• **Document section**:
<<<<

With reference to FIGS. 1 and 2, a vehicle 100 user may steer the vehicle 100 by applying torque to the vehicle 100 steering wheel 155. For example, the vehicle 100 user may rotate the steering wheel 155 about an axis A3 of the steering column 180 in a clockwise direction to steer the vehicle 100 to a rightward direction. The steering column 180 and the torsion bar 175 may be mechanically connected via the mechanical joint 185. Thus, a rotation of the steering column 180 may apply torque to the torsion bar 175 and cause the torsion bar 175 to twist about an axis A2. Twisting the torsion bar 175 may in turn apply torque to the pinion 170 to thereby rotate the pinion 170 to rotate about the axis A2. In the context of present disclosure, a twisting angle of the torsion bar 175 about the axis A2 is referred to as a differential angle. Thus, the steering torque measured about the axis A2 of the torsion bar 175 by the torque sensor 130B may be related to an amount (i.e., size or measurement) of the differential angle.

Further, the rack 165 and the pinion 170 may be mechanically connected. Thus, the torque applied to the pinion 170 may move the rack 165, e.g., to a right and/or left direction along an axis A4 of the rack 165. A movement of the rack 165 in a right or left direction in turn pivots axes A1 of the wheels 160 about an axis (not shown) that is perpendicular to a ground surface and passing through a center of the wheel 160, i.e., to use lay parlance, turns the wheels 160. This pivoting of the wheel 160 axes A1 may change a vehicle 100 steering direction. Additionally or alternatively, a steering 100 actuator 120A may apply torque to the pinion 170 to steer the vehicle 100. For example, in a vehicle 100 autonomous mode, the computer 110 may be programmed to actuate a vehicle 100 actuator 120A to steer the vehicle 100.

>>>>

• **Entries shown**:
<<<<

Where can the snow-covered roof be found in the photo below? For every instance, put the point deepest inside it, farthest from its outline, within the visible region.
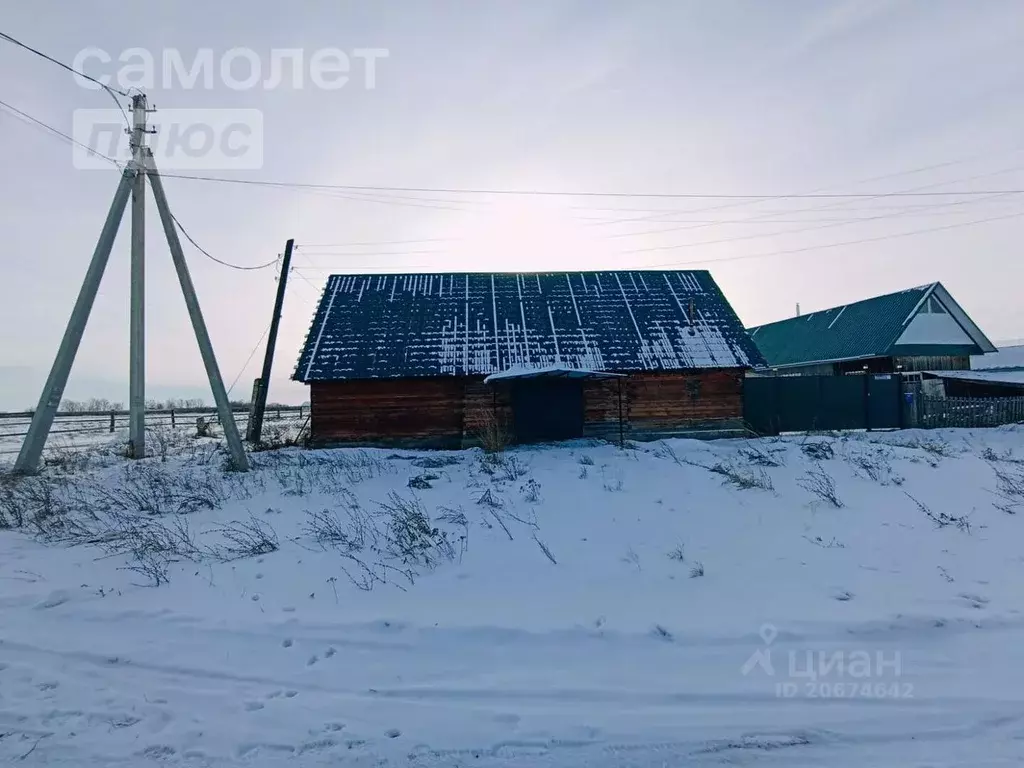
(988, 377)
(395, 326)
(554, 372)
(1009, 356)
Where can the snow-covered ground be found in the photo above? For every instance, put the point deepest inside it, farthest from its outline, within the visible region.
(806, 601)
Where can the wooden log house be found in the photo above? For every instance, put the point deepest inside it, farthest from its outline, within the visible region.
(436, 360)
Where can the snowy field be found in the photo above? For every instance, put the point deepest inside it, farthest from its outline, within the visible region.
(805, 601)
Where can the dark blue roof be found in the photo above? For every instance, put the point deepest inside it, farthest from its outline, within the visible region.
(395, 326)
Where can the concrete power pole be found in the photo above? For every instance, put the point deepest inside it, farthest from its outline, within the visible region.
(136, 333)
(132, 184)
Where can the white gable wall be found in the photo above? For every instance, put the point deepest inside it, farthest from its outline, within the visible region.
(934, 329)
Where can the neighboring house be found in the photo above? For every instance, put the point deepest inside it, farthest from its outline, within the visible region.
(1010, 356)
(921, 329)
(998, 374)
(438, 359)
(975, 383)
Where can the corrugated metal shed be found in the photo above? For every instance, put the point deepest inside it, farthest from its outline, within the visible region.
(394, 326)
(864, 329)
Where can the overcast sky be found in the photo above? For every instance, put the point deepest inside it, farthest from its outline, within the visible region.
(676, 96)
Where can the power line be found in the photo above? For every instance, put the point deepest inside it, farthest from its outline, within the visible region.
(376, 243)
(56, 132)
(842, 204)
(374, 253)
(797, 230)
(552, 193)
(51, 59)
(249, 359)
(880, 239)
(1019, 214)
(214, 258)
(869, 180)
(104, 86)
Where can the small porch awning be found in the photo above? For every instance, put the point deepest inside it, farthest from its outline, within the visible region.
(550, 372)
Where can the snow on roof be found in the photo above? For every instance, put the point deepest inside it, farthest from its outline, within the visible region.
(988, 377)
(1009, 356)
(394, 326)
(525, 372)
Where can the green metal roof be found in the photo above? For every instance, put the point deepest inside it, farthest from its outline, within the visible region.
(864, 329)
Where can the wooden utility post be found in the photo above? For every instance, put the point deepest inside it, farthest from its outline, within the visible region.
(255, 430)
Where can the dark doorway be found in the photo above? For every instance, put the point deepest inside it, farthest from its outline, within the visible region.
(885, 400)
(546, 410)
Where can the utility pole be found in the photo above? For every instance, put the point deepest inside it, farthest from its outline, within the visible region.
(255, 430)
(136, 333)
(239, 458)
(49, 399)
(131, 180)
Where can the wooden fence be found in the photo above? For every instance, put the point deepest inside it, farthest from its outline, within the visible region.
(14, 426)
(969, 412)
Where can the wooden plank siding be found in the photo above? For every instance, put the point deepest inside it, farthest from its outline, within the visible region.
(662, 404)
(453, 412)
(427, 413)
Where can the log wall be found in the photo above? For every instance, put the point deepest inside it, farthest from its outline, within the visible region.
(414, 412)
(458, 412)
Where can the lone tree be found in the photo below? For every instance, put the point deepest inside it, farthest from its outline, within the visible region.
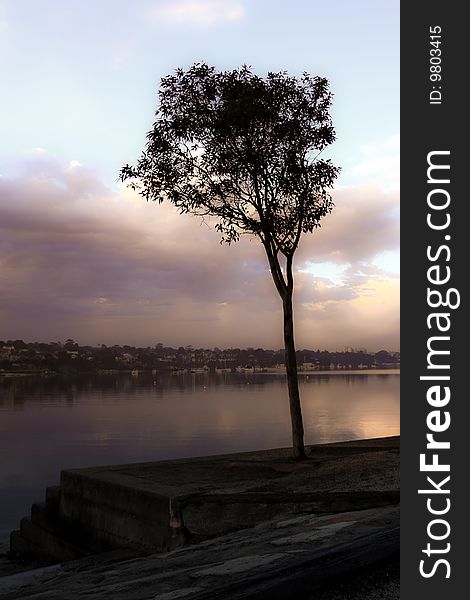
(244, 149)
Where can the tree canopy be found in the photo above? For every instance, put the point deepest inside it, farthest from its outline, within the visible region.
(243, 149)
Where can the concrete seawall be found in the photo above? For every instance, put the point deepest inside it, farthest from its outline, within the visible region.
(346, 494)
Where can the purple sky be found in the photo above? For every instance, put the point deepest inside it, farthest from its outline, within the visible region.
(82, 257)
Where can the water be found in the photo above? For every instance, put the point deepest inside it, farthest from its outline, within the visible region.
(49, 424)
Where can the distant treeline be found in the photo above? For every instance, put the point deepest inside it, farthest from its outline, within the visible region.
(17, 355)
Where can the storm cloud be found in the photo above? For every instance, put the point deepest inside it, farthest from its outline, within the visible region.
(81, 260)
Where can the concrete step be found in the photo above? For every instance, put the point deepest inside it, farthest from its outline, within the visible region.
(21, 548)
(51, 545)
(53, 497)
(43, 516)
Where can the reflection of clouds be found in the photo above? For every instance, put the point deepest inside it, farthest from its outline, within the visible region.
(123, 420)
(80, 260)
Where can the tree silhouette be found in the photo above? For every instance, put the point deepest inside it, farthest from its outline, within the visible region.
(244, 149)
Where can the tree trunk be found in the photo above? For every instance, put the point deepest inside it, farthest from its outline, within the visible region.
(292, 380)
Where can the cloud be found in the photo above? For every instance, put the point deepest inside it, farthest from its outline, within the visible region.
(379, 163)
(103, 266)
(199, 13)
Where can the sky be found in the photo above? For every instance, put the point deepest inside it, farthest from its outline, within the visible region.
(83, 257)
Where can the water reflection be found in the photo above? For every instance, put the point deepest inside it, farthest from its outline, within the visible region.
(47, 424)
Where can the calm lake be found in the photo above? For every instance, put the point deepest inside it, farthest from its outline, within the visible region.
(54, 423)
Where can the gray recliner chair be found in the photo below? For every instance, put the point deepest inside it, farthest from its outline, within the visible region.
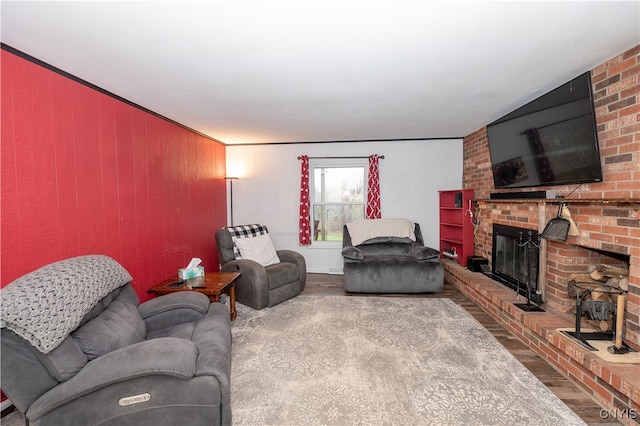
(78, 348)
(261, 286)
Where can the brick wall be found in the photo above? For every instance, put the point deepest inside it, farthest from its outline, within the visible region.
(612, 226)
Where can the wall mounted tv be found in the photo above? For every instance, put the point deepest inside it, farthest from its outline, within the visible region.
(552, 140)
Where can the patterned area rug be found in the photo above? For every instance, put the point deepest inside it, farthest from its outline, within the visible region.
(335, 360)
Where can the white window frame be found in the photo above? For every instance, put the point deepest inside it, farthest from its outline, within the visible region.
(334, 162)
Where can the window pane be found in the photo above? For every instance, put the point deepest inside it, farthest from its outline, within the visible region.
(330, 218)
(338, 184)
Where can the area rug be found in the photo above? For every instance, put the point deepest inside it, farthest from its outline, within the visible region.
(335, 360)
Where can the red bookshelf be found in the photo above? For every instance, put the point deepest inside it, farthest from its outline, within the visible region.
(456, 224)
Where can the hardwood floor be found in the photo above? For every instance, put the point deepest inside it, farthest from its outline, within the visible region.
(574, 397)
(570, 394)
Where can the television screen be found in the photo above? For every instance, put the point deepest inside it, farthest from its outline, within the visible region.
(552, 140)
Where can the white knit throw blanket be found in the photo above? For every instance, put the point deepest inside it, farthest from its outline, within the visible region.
(45, 305)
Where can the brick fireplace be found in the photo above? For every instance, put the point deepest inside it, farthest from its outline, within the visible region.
(607, 216)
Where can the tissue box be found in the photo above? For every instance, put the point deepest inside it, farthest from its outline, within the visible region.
(185, 274)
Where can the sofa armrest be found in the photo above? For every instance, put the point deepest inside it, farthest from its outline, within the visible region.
(424, 253)
(166, 356)
(293, 257)
(172, 309)
(252, 288)
(351, 253)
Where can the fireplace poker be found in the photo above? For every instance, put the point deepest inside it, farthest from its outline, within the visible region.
(619, 347)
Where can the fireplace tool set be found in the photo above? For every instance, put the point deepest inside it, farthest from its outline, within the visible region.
(529, 248)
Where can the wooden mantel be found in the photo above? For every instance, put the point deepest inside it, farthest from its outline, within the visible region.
(617, 201)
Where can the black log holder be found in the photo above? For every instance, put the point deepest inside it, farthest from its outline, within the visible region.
(583, 337)
(536, 298)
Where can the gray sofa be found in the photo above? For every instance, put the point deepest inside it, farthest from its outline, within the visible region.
(391, 265)
(78, 348)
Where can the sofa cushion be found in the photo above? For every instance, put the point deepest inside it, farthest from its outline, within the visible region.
(424, 253)
(282, 274)
(117, 326)
(386, 249)
(259, 249)
(365, 229)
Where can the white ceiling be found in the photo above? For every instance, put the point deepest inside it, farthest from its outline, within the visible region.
(249, 71)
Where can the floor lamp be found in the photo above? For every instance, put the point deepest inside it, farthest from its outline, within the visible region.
(231, 179)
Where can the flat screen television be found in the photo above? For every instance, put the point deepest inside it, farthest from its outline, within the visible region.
(552, 140)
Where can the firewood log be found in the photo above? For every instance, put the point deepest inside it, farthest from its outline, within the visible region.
(624, 284)
(613, 282)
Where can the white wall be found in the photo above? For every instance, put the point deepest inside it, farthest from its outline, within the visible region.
(412, 172)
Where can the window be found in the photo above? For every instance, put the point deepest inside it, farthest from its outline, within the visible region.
(338, 196)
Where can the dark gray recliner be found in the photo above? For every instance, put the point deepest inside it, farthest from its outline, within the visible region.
(391, 265)
(78, 348)
(258, 286)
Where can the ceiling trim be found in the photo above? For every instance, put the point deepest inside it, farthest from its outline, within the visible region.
(346, 141)
(63, 73)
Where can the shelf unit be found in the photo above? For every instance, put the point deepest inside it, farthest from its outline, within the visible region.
(456, 224)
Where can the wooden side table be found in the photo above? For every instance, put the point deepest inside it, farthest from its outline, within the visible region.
(213, 285)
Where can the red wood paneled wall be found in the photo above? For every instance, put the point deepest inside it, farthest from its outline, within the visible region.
(85, 173)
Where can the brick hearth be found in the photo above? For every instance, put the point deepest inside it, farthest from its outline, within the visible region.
(607, 216)
(615, 386)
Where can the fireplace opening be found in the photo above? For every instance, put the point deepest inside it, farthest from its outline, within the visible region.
(515, 259)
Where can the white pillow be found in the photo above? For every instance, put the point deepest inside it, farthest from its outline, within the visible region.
(364, 229)
(259, 249)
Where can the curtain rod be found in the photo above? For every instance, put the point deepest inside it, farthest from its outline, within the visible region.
(333, 158)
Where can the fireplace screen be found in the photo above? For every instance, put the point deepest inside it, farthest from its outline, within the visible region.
(515, 257)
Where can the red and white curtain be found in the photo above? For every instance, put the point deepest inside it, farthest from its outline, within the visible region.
(373, 189)
(305, 204)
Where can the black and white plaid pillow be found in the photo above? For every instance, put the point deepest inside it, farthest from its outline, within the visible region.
(245, 231)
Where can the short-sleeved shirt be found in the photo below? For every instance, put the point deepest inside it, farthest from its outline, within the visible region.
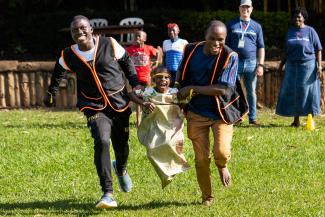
(302, 43)
(201, 66)
(141, 57)
(253, 38)
(173, 53)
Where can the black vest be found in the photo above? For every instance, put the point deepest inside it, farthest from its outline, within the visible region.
(100, 83)
(232, 106)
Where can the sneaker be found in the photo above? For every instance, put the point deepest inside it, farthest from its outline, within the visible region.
(106, 201)
(254, 124)
(124, 181)
(207, 202)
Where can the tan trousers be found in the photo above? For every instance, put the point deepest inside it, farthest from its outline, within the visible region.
(198, 129)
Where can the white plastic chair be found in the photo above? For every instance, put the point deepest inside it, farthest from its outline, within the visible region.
(130, 21)
(98, 22)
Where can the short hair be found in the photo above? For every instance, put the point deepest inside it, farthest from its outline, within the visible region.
(300, 10)
(215, 23)
(79, 17)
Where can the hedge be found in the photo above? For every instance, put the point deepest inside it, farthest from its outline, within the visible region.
(38, 36)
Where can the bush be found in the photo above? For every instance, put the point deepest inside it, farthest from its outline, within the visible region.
(38, 36)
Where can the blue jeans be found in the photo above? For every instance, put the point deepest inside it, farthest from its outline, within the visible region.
(247, 73)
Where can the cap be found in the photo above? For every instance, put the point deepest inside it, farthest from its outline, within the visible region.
(246, 2)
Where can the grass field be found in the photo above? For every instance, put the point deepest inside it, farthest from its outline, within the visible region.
(46, 169)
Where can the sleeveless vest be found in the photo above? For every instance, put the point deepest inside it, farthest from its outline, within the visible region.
(100, 83)
(232, 106)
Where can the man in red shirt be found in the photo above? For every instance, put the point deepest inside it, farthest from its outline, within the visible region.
(141, 55)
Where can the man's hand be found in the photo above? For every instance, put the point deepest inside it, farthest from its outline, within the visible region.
(259, 70)
(138, 87)
(49, 99)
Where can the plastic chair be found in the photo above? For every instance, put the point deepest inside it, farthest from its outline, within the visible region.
(130, 21)
(98, 22)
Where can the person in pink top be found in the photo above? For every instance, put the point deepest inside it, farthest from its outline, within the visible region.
(141, 55)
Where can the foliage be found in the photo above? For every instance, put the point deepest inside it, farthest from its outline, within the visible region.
(39, 34)
(46, 169)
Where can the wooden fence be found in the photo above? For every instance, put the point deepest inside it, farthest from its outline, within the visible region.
(23, 84)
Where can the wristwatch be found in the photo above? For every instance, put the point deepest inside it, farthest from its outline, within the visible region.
(262, 65)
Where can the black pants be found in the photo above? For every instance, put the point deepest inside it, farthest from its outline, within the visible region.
(105, 125)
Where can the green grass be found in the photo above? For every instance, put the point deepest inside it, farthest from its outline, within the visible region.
(46, 169)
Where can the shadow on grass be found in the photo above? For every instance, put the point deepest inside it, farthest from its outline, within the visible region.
(68, 125)
(155, 205)
(76, 207)
(47, 207)
(262, 126)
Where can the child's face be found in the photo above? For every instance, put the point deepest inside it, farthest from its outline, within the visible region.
(162, 83)
(173, 32)
(140, 38)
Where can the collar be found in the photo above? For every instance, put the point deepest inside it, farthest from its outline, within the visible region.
(173, 40)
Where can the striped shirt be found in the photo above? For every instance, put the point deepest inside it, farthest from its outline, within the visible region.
(201, 67)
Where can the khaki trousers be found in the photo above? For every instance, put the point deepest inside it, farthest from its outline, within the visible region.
(198, 129)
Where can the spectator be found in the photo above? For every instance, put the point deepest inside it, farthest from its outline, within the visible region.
(173, 49)
(245, 36)
(141, 55)
(300, 89)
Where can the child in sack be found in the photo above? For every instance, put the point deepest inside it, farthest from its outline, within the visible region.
(161, 128)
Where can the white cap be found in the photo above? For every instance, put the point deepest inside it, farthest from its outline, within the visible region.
(246, 2)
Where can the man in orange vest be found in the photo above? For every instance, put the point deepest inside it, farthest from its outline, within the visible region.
(101, 66)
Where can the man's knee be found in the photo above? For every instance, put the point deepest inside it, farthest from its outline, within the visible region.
(202, 162)
(222, 158)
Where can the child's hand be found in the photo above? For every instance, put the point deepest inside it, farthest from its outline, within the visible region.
(149, 105)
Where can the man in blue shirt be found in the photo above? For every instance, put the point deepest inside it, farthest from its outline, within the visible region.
(245, 36)
(208, 73)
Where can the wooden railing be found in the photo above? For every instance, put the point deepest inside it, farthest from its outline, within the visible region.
(23, 84)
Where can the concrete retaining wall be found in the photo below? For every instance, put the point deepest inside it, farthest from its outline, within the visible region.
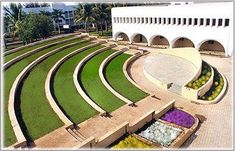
(21, 140)
(77, 84)
(20, 57)
(139, 123)
(115, 134)
(106, 84)
(38, 42)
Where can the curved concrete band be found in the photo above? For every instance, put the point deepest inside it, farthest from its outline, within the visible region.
(21, 140)
(50, 98)
(106, 84)
(20, 57)
(77, 84)
(125, 68)
(38, 42)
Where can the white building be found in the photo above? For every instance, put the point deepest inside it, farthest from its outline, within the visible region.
(205, 26)
(68, 10)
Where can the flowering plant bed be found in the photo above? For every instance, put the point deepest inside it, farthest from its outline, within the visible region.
(161, 133)
(132, 142)
(178, 117)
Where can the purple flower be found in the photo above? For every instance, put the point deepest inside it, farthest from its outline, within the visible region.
(178, 117)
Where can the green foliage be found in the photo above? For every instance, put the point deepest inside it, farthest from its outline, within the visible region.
(114, 74)
(35, 26)
(203, 78)
(131, 142)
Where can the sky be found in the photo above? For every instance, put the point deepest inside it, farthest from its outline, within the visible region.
(66, 3)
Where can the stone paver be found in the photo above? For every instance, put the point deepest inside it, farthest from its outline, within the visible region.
(167, 68)
(216, 130)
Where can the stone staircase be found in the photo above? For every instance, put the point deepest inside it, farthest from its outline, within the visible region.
(175, 89)
(77, 135)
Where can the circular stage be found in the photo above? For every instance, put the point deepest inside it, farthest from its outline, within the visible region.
(168, 69)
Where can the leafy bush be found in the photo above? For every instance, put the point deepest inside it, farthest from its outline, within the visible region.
(202, 79)
(216, 87)
(179, 117)
(131, 142)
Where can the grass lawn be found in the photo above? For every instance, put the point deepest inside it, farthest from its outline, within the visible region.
(66, 93)
(13, 46)
(29, 48)
(35, 104)
(9, 77)
(93, 86)
(116, 78)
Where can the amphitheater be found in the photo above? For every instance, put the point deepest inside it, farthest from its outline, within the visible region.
(78, 91)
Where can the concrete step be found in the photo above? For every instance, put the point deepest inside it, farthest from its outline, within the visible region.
(175, 89)
(74, 135)
(79, 134)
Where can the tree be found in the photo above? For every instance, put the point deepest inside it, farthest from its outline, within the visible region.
(35, 26)
(13, 15)
(85, 14)
(56, 16)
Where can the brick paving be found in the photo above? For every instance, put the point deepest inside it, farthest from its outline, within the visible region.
(216, 130)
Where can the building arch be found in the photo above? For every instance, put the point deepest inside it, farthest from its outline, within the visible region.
(182, 42)
(211, 45)
(159, 41)
(138, 38)
(121, 36)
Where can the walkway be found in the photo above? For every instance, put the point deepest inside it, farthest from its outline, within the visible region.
(216, 130)
(169, 69)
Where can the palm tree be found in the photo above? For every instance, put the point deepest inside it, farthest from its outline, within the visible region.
(85, 14)
(56, 15)
(13, 15)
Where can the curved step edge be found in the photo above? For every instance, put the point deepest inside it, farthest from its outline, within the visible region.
(38, 42)
(104, 81)
(78, 86)
(68, 123)
(125, 68)
(21, 140)
(20, 57)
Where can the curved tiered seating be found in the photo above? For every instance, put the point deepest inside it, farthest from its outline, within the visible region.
(9, 76)
(36, 45)
(20, 77)
(58, 97)
(114, 78)
(18, 56)
(88, 77)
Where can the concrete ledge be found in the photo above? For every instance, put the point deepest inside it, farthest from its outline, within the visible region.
(38, 42)
(115, 134)
(106, 84)
(87, 144)
(11, 103)
(20, 57)
(77, 84)
(219, 97)
(139, 123)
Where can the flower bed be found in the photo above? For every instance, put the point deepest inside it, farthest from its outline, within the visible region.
(179, 117)
(161, 133)
(202, 79)
(131, 142)
(216, 87)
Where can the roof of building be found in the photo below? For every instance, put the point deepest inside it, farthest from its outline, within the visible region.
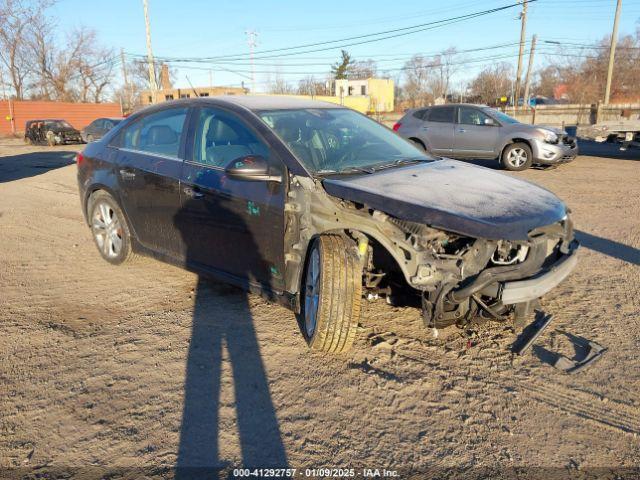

>>>>

• **Exercise tasks**:
a) Answer these from the passage on vehicle steering:
(i) What name does the passage give to the twisting angle of the torsion bar about axis A2?
(ii) What connects the steering column to the torsion bar?
(iii) In autonomous mode, what may the computer 110 be programmed to actuate to steer the vehicle?
b) Pick up the passage on vehicle steering after its last sentence and keep it going.

• **The answers**:
a)
(i) A differential angle.
(ii) The mechanical joint 185.
(iii) A vehicle 100 actuator 120A.

b)
The computer 110 may be programmed to receive the pinion 170 angle from a sensor 130A that is mechanically coupled to the vehicle 100 pinion 170. The pinion 170 angle refers to an angle of rotation of the pinion 170 about the pinion 170 axis A2. In one example, the pinion 170 angle may include negative and positive amounts. For example, the pinion 170 angle may be 0 (zero) degrees while steering the vehicle 100 in a forward direction. The pinion 170 angle may have a positive or negative amount when the wheel 160 are directed to a right or left direction. In one example, the angle sensor 130A may be an optical, magnetic, etc. sensor mechanically coupled to the lower end 190 of the pinion 170.

The computer 110 may be programmed to receive torque data (e.g., an amount of torque currently being applied) from a sensor 130B coupled to the vehicle 100 pinion 170. In one example, the torque sensor 130B may be coupled to the lower end 190 of the pinion 170, e.g., included in a housing of the angle sensor 130A. In another example, the torque sensor 130B may be coupled to the upper end 195 of the pinion 170, the mechanical joint 185, etc. The torque data received from the sensor(s) 130 relating to the pinion 170 is herein referred to as the vehicle steering torque. The torque sensor 130B may be a transducer that converts a torsional mechanical input into an electrical output signal.

As discussed above, the torsion bar 175 may twist upon rotating the steering wheel 155 causing the differential angle. The computer 110 may be programmed to determine the differential angle of the torsion bar 175 based on the received steering torque from, e.g., the vehicle 100 torque sensor 130B.

The computer 110 may operate the vehicle 100 in an autonomous mode by actuating the vehicle 100 actuators 120 such as a steering actuator 120A based at least in part on data received from the vehicle 100 sensor 130. While the computer 110 operates the vehicle 100 steering in an autonomous mode, a vehicle 100 user may intend to intervene in a vehicle 100 steering operation, e.g., by applying torque to the vehicle 100 steering wheel 155. The computer 110 can be programmed to determine a vehicle 100 steering wheel 155 angle based on a vehicle steering torque and a vehicle 100 pinion 170 angle, determine a compensated steering torque by applying a high-pass filter to the determined vehicle 100 steering wheel 155 angle, and actuate a vehicle 100 component based on the determined compensated steering torque. At least one parameter of the high-pass filter may be based on a vehicle 100 speed. For example, the computer 110 can be programmed to adjust high-pass filter parameters based on the vehicle 100 speed.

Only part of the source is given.